→ Exercise objective
Search the records for lines that contain the word "below". Copy them all.

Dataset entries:
------

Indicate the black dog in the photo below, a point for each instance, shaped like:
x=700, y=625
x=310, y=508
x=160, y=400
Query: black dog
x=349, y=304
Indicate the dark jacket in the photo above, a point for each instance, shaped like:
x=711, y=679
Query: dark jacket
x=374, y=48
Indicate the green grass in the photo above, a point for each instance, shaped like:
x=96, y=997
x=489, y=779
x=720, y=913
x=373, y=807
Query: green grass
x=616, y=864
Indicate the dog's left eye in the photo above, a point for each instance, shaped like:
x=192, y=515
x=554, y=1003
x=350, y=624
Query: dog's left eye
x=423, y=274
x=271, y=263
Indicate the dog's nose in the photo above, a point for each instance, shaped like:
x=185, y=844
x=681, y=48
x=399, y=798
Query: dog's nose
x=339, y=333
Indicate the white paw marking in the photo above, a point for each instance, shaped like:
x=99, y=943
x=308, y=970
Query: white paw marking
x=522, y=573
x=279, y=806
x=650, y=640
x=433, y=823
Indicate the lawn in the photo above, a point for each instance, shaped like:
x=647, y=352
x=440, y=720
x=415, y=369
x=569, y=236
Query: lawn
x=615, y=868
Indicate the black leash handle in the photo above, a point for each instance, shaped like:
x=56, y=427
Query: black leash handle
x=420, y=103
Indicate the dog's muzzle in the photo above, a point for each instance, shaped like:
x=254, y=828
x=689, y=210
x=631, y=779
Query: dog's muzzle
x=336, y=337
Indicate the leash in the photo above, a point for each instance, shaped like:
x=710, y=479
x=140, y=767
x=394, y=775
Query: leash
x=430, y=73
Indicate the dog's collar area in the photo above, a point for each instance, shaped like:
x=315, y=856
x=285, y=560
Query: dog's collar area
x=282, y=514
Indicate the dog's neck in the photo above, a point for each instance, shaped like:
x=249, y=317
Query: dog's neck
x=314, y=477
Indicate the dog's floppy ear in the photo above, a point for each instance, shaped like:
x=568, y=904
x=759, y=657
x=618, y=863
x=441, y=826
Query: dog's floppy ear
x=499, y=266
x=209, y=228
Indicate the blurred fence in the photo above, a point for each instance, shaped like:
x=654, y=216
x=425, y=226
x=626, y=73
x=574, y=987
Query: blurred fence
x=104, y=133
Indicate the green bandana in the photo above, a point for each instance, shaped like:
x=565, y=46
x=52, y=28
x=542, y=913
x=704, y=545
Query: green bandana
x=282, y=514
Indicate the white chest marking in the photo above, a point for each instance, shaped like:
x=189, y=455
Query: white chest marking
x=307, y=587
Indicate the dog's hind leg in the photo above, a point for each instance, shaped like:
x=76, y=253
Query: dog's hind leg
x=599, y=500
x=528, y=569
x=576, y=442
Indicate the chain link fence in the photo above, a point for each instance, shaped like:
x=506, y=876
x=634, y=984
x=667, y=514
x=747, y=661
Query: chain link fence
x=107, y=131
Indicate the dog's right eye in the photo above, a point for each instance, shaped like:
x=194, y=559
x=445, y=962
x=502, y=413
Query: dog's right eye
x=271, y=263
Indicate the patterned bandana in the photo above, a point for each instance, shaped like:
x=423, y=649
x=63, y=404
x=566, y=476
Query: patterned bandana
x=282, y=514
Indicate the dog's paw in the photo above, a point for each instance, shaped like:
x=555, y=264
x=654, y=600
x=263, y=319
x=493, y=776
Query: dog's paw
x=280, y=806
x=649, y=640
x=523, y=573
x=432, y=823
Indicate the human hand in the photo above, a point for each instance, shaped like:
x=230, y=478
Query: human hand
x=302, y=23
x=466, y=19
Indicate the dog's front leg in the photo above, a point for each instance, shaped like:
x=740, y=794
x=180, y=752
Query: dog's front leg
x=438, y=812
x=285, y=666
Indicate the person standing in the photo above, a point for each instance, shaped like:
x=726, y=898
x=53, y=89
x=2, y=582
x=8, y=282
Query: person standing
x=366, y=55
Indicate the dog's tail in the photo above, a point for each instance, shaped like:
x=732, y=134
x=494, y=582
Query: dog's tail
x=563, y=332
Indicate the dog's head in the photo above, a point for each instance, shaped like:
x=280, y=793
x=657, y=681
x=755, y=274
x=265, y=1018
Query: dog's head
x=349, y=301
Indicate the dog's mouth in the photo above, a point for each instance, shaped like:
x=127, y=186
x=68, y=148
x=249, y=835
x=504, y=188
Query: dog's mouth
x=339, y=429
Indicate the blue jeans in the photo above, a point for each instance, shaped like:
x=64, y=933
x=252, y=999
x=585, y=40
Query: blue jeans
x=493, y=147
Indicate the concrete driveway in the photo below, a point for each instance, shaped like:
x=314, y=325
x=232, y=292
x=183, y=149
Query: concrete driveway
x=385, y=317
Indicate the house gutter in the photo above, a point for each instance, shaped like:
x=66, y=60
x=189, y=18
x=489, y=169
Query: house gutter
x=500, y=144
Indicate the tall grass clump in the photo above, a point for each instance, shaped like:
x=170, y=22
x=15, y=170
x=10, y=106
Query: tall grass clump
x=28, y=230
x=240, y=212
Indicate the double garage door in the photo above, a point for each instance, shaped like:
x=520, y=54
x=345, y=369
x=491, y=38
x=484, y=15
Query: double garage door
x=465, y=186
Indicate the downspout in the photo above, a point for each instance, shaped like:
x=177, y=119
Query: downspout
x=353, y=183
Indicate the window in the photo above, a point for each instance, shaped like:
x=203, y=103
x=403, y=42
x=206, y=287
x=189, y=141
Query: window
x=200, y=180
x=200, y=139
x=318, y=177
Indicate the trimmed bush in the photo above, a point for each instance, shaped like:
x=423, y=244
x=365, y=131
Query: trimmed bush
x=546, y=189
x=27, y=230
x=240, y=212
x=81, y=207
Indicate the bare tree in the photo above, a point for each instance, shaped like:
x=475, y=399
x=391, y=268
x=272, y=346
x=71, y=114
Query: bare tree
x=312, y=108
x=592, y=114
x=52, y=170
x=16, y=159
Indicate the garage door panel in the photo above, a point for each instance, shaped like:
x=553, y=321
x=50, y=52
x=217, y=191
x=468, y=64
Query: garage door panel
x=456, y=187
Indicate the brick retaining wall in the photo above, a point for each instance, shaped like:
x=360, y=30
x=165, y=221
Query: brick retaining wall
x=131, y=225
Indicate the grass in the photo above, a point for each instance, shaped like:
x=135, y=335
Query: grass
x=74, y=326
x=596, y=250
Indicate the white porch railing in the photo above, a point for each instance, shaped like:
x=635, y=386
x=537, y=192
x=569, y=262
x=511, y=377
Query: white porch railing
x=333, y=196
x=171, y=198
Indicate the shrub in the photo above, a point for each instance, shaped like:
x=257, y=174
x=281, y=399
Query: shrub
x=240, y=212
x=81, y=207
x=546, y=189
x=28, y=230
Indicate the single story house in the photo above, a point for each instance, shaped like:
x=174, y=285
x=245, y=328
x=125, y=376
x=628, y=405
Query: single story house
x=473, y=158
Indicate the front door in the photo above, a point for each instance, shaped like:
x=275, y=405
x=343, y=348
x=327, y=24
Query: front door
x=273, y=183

------

→ Response to this exercise
Indicate the black dog in the photo below, a point for each instance, shaped like:
Indicate the concrete driveway in the photo below, a point for each instance, shaped like:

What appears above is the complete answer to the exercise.